Task to carry out:
In full and without change, retype the records.

Start of Data for review

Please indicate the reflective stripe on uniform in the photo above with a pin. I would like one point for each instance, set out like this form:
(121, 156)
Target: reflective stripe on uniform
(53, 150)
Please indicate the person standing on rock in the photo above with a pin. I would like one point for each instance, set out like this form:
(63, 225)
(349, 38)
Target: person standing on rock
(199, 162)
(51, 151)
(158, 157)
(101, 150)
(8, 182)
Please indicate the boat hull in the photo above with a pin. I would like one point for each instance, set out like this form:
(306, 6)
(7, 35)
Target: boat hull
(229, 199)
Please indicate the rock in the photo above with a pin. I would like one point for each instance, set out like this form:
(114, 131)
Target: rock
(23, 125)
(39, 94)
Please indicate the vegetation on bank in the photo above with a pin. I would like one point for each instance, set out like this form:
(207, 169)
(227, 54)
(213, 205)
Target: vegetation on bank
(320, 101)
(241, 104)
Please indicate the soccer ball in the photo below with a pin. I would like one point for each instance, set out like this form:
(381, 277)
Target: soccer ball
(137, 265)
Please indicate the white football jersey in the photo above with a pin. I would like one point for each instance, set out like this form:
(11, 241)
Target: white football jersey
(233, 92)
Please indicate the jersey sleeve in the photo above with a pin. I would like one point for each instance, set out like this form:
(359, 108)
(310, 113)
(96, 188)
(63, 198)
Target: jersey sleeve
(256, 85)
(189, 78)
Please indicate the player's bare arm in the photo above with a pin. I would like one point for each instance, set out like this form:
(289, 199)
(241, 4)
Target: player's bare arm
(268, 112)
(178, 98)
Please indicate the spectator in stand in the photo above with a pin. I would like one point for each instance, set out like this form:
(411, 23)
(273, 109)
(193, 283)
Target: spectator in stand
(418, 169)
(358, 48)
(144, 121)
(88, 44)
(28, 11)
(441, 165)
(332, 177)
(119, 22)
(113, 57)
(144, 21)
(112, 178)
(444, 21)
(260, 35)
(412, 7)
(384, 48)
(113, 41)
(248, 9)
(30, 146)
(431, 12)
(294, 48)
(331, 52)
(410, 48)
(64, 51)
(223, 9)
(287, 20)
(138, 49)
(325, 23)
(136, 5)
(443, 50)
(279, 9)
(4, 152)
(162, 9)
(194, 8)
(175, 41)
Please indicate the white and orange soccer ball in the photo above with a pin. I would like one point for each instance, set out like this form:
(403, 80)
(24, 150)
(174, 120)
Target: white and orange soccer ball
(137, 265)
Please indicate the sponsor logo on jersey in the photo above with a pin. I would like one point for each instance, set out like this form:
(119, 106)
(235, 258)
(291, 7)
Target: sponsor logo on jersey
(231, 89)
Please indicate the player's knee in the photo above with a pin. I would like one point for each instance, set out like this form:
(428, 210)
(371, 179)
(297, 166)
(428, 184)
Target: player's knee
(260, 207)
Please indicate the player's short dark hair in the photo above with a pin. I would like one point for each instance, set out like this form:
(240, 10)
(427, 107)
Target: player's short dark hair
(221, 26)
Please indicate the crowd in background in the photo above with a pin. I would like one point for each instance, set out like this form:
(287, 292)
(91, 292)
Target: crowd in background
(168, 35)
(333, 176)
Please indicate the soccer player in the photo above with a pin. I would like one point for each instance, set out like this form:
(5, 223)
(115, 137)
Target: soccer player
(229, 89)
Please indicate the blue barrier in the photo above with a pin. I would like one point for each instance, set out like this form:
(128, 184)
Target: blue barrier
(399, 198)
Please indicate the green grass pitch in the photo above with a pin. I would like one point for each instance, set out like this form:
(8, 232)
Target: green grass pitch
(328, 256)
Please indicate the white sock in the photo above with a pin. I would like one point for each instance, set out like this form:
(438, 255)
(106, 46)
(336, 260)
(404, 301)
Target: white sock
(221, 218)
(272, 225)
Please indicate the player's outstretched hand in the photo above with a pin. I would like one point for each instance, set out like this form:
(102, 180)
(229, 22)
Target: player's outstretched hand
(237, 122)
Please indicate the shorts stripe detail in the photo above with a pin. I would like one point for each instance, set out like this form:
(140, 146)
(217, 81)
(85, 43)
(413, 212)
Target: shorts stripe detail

End of Data for review

Output of the exercise:
Please indicate the reflective stripe on uniform in the photo above with a pin. I would like one point for each instance, set out like this form:
(121, 156)
Target: reflective stripe on uniform
(53, 150)
Please indicate the person standing on rock in the photo above with a pin. I would like one point for each instance, set out like this form:
(63, 225)
(349, 38)
Target: person standing on rock
(199, 162)
(51, 151)
(158, 157)
(101, 150)
(8, 182)
Please indicate the boat hull in the photo above with a pin. I would like one point for each instance, set out like this form:
(306, 6)
(7, 35)
Target: boat hull
(229, 199)
Please indicate the rock in the photo above with a pin. I would like one point for each instance, set out like this form:
(114, 131)
Target: rock
(23, 125)
(39, 94)
Please indicate the vegetation on bank in the photo above with a pin. I would like one point for each instance, set out like this form:
(207, 169)
(227, 54)
(213, 205)
Target: vegetation on bank
(320, 101)
(241, 104)
Please indicate the soccer ball in the photo below with a pin. I would like one point for each instance, set out like this form:
(381, 277)
Target: soccer ball
(137, 265)
Please indicate the white football jersey in the photo above with a pin. I would like one point for each instance, set out like this form:
(11, 241)
Target: white football jersey
(233, 92)
Please indicate the jersey sleeve in the photo above with a pin. I would like one point for each instance, set out like this form:
(359, 108)
(310, 113)
(96, 188)
(63, 198)
Target: jersey sleeve
(256, 85)
(189, 78)
Please indicate the player's bare arm in the photo above with a pin. I would like one point for each instance, set out like this form:
(289, 199)
(241, 4)
Target: player's bare arm
(268, 112)
(178, 98)
Please indicate the spectator in stand in the photo above with a pin. I would like one point for each instance, set out like this form:
(411, 23)
(273, 109)
(193, 283)
Target: spectator in stand
(418, 169)
(358, 48)
(144, 121)
(88, 44)
(28, 11)
(441, 165)
(332, 177)
(119, 22)
(113, 57)
(144, 21)
(112, 178)
(444, 21)
(260, 35)
(412, 7)
(384, 48)
(113, 41)
(248, 9)
(30, 146)
(431, 12)
(294, 48)
(331, 52)
(410, 48)
(64, 51)
(223, 9)
(287, 20)
(138, 49)
(325, 23)
(136, 5)
(443, 50)
(279, 9)
(4, 152)
(162, 9)
(194, 8)
(175, 41)
Please indicate the white and orange soccer ball in the photo above with a pin. I would like one point for each instance, set out like this form:
(403, 80)
(24, 150)
(174, 120)
Target: white and orange soccer ball
(137, 265)
Please indicate the sponsor logo on jersey in the photo above with a pin. I would like one point for each instance, set out like this form:
(119, 106)
(235, 258)
(291, 7)
Target: sponsor logo on jersey
(231, 89)
Please indicate the player's knee in the photo above with a pin. I would like one point for each instance, set out like this form:
(428, 210)
(371, 179)
(297, 166)
(428, 184)
Target: player's knee
(260, 207)
Please indicate the player's short dark hair in the photo above with a pin. I would like one point for each instance, set out like this form:
(240, 10)
(427, 107)
Target: player's short dark hair
(221, 26)
Please indicate the crowd in background in the photo above with a pin. I would like one point for each instance, set out like this form:
(287, 292)
(91, 292)
Target: crowd in background
(168, 35)
(333, 176)
Please indicate the soccer player in the photo above with a pin. I would like one point for each instance, set out like this form:
(5, 223)
(115, 137)
Target: soccer player
(229, 89)
Please indicate the blue barrier in the photo above with a pin. I would like one point for each instance, set out like this form:
(128, 184)
Target: blue barrier
(399, 198)
Please indicate the green grass pitch in the photo above with a pin. I would like one point for each instance, set out like this form:
(8, 232)
Target: green grass pitch
(328, 256)
Please indicate the white sock in the photo above with a pin. I would like one point for each instance, set out like this form:
(438, 255)
(106, 46)
(336, 260)
(404, 301)
Target: white sock
(221, 218)
(272, 225)
Please indicate the player's outstretched hand in the photo above with a pin. I would like one point for each instance, set out like this form:
(102, 180)
(229, 22)
Target: player's outstretched hand
(237, 122)
Please indicate the shorts stripe detail in the photo above with a pin. I would like one point for each instance, set out like this form:
(140, 146)
(217, 81)
(85, 43)
(413, 212)
Target: shorts stripe detail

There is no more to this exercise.